TASKS AND EXERCISES
a - In the Sqrt[2] forum thread, what does the 0 in Rationalize[..., 0] indicate?
b - Quote the Sqrt[2] forum thread word for word between "Yet it does" and "n=10 for example...", inclusive.

PASSAGE TO READ
—————
Yes, fx[n_] is basically equivalent to Rationalize, albeit a bit different.

What about

max=40;
fx[n_] := Module[{a},
  a = Take[RealDigits[SetPrecision[N[Sqrt[2]], max]][[1]], 2 ;; n];
  1 + FromDigits[a]/10^Length[a]]

But does that really make sense? For these small differences your function will be a straight line.

Thanks Hans,

Yet it does not work for n >12... I need it to work for big n...20 or more...

Thanks for the hints guys. I think my question really can be put as: How can I Plot the graphic of f(x)=2^x, for instance, in the interval (N[Sqrt[2],n],N[Sqrt[2],n+1]) ? take n=10 for example...

Thanks Hans. Kind of it but I thought about using something like Manipulate to be able to zoom in near and near to be able to "see" the sequence of Exp[x_n] getting near and near the value of Exp[Sqrt[2]]

Explaining better: I want to give a sequence o rational numbers, xn converging to sqrt[2] and I want to be able to plot in a nice visible way the correponding sequence of yn=Exp[x_n]; Better yet a want to be able to plot yn as a function of xn in order to visualize where y_n is converging to.

I'm not sure exactly what kind of output you would like to get here. The rational numbers are dense in the reals, so you would be plotting your function for 14/10 and 15/10, but then also for the midpoint 29/20, and the midpoint between that and the boundaries, and the midpoints between midpoints. Even so, that would only give a subset of the rationals equivalent to the set of binary fractions.

I guess you could use ListPlot, with the argument of ListPlot being some set of rational numbers, maybe even ordering them by where they appear in the famous snake-like path through the rationals

1/1 2/1 3/1
1/2 2/2 3/2
1/3 2/3 3/3

Then the code would be

ListPlot[ Table[{x,Exp[x]}, {x, {1,2,1/2,1/3,2/3,3/2,3}}] ]

Do you have a more detailed description of what you have in mind? Maybe with an example?

Okay, if you specifically want, not just rational numbers, but successively better rational approximations to Sqrt[2], then you could use

Table[Rationalize[N[Sqrt[2], n], 0], {n, 1, 20}]

To break this down

N[Sqrt[2], n]

returns a floating-point approximation of Sqrt[2] to 'n' digits.

Rationalize[..., 0]

returns the rational number closest to the input, with '0' indicating the error tolerance.

Table[..., {n, 1, 20}]

returns the input for each value of 'n' from 1 to 20.

Tying it all together, we can put this list of rational numbers in as an argument to ListPlot:

vals=Table[Rationalize[N[Sqrt[2], n], 0], {n, 1, 10}];
ListPlot[
    Table[
        {x, Exp[x]}, 
        {x, vals}
    ]
]

If you're new to the syntax of the Wolfram Language, there is a wide range of free resources at https://support.wolfram.com/30451, and you can learn about each of the functions used here in the documentation center at https://reference.wolfram.com/language/ .
—————
DATA BLOCK
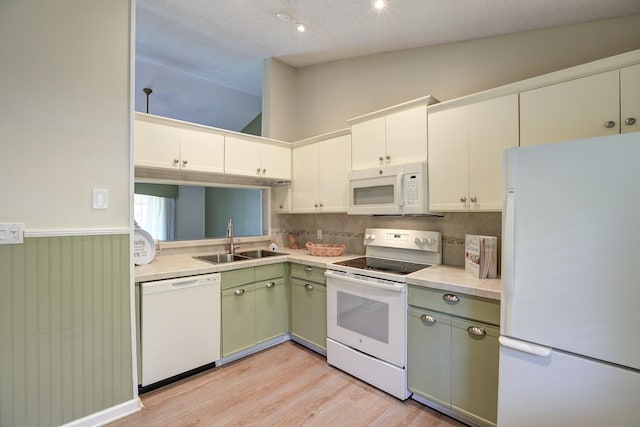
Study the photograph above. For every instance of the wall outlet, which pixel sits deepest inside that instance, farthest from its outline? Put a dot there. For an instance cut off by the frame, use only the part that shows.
(11, 234)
—————
SOLVED PROBLEMS
a - The error tolerance.

b -
Yet it does not work for n >12... I need it to work for big n...20 or more...

Thanks for the hints guys. I think my question really can be put as: How can I Plot the graphic of f(x)=2^x, for instance, in the interval (N[Sqrt[2],n],N[Sqrt[2],n+1]) ? take n=10 for example...